Point-per-instance localization data:

+ + + + +

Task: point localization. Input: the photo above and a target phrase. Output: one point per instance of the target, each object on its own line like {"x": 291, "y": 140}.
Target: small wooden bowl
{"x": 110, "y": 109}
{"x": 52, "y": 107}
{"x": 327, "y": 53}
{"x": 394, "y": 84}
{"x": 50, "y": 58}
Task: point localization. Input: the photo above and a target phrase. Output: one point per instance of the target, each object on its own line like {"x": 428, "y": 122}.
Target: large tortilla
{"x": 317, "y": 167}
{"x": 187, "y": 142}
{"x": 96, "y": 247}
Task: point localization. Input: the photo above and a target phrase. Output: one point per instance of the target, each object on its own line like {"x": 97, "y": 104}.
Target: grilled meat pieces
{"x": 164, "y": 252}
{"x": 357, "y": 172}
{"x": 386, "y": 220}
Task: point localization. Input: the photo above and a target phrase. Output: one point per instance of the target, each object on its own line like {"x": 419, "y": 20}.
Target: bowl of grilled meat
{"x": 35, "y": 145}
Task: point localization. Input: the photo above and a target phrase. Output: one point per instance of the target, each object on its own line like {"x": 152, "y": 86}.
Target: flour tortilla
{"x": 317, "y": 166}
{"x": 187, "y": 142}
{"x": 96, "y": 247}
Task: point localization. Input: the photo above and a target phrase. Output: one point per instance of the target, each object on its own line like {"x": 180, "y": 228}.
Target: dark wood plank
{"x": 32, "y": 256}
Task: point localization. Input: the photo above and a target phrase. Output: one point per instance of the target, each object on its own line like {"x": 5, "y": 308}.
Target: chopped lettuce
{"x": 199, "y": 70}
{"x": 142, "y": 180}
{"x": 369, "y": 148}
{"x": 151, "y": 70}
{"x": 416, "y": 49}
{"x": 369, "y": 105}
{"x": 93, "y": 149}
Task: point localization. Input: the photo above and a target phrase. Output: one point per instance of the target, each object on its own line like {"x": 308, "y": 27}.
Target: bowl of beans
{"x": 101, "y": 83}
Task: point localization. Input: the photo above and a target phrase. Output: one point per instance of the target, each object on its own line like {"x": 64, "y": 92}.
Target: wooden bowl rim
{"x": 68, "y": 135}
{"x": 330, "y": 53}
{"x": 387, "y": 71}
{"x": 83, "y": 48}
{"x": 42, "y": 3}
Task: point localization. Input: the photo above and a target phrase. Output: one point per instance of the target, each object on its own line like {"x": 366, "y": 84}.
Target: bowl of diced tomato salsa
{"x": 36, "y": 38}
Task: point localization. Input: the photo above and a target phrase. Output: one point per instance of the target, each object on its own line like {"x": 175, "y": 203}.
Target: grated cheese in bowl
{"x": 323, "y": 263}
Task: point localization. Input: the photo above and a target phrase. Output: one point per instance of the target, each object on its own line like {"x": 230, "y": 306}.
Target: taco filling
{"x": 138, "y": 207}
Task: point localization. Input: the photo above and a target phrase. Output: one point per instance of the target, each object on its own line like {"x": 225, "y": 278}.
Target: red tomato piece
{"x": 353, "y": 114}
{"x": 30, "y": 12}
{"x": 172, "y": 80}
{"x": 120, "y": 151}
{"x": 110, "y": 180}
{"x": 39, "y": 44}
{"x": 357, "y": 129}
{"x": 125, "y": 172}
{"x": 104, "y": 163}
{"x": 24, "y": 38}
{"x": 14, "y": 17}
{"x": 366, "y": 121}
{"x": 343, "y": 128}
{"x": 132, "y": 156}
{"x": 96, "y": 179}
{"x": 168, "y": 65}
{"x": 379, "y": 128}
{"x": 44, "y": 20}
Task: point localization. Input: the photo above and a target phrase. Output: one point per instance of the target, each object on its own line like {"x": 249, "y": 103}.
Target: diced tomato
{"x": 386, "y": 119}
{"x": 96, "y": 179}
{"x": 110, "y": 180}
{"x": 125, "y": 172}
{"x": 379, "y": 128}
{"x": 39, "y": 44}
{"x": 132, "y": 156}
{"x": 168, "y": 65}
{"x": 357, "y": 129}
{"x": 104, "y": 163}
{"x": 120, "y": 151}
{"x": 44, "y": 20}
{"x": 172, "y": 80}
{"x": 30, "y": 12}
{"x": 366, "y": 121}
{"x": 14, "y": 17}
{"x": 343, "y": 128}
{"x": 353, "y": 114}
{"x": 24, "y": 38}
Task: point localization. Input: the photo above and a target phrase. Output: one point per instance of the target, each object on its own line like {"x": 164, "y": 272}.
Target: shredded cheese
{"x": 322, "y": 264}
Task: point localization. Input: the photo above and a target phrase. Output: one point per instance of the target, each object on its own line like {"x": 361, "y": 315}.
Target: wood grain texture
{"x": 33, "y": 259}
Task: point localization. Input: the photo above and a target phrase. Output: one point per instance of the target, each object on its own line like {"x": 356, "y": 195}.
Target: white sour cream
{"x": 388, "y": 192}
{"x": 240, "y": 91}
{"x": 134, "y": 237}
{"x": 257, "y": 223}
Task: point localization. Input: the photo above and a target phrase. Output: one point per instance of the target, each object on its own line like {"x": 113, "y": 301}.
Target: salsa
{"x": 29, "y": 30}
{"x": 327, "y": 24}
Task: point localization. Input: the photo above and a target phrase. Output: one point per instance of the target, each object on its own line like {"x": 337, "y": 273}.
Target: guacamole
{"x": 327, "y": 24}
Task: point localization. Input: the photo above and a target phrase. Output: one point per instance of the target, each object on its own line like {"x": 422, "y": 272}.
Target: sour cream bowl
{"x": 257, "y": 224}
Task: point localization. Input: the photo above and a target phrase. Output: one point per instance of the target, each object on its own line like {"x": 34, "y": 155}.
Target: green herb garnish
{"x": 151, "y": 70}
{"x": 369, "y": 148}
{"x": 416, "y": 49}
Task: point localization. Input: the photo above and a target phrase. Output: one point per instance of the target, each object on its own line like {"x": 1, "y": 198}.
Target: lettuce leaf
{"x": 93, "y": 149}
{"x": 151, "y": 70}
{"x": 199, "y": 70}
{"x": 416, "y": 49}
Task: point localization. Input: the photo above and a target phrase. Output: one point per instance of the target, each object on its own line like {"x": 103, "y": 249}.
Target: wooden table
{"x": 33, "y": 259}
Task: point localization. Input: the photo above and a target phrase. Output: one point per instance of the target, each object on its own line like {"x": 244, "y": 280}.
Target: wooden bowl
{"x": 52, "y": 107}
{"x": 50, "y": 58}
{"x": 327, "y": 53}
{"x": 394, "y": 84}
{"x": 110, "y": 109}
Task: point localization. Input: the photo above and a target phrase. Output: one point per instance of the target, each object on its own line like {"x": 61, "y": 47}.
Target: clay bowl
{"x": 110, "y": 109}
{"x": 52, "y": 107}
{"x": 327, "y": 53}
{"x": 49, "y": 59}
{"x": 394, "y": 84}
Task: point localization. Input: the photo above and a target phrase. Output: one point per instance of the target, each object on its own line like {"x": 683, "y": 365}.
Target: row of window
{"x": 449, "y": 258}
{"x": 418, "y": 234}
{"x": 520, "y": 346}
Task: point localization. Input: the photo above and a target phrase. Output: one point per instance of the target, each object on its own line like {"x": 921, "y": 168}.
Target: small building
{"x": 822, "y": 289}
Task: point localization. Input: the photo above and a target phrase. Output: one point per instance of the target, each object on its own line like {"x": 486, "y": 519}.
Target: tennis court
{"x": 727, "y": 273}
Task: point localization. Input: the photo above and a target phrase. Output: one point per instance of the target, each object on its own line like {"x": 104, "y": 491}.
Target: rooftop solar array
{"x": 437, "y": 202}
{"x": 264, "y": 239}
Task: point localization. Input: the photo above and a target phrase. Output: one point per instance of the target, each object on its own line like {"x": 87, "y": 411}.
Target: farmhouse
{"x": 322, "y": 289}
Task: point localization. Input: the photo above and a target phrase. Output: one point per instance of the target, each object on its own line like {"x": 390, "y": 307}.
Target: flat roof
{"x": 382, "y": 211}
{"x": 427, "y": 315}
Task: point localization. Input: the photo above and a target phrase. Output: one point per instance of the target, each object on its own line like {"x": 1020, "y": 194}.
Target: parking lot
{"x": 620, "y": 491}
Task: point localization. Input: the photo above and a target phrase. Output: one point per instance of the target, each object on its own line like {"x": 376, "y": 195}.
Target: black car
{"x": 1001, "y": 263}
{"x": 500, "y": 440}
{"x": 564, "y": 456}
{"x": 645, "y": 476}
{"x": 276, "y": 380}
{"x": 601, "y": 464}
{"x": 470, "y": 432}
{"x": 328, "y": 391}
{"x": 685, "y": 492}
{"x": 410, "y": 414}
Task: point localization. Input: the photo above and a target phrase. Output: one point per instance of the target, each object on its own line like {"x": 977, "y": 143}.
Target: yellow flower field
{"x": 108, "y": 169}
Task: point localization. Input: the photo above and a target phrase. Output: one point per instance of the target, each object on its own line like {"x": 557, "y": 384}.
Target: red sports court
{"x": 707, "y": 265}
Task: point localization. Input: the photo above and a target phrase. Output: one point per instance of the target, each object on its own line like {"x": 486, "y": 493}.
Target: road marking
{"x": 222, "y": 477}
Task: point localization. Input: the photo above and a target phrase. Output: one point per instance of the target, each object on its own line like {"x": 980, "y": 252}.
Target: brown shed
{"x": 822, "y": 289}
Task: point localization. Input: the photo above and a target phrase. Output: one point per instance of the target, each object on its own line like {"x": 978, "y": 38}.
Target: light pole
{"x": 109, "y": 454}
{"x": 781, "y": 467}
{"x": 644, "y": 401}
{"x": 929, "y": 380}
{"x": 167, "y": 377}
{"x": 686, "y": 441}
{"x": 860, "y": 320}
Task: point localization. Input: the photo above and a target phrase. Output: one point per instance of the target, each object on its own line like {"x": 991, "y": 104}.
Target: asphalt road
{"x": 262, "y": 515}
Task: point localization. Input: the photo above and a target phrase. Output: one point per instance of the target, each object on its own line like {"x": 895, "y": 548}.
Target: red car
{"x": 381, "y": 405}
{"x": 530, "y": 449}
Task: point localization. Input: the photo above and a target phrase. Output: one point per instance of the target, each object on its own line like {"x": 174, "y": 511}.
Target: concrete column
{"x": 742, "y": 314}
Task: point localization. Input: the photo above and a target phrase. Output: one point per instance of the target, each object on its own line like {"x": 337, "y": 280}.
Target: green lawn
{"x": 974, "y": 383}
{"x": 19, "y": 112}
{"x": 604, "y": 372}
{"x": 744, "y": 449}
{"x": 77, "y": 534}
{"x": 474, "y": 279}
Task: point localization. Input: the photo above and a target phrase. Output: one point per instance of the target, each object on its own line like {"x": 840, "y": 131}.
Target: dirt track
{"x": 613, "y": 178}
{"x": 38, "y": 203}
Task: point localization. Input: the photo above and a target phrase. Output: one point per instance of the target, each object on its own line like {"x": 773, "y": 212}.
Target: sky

+ + + + +

**AIM OF THE TASK:** From the line that contains "Target: green lawn" through the final line of the entries above, every line must be reproduced exactly and nothing more.

**RESULT:**
Target: green lawn
{"x": 974, "y": 383}
{"x": 19, "y": 112}
{"x": 604, "y": 372}
{"x": 744, "y": 449}
{"x": 77, "y": 534}
{"x": 474, "y": 279}
Task: point localization. Input: the photo above and a target phrase. Output: one point per instance of the target, each object on its own line like {"x": 840, "y": 131}.
Target: dirt track
{"x": 613, "y": 178}
{"x": 38, "y": 203}
Task: point localization. Input: the photo above and a target phrase. Output: one point per instance of the target, each object on its own line like {"x": 773, "y": 212}.
Target: sky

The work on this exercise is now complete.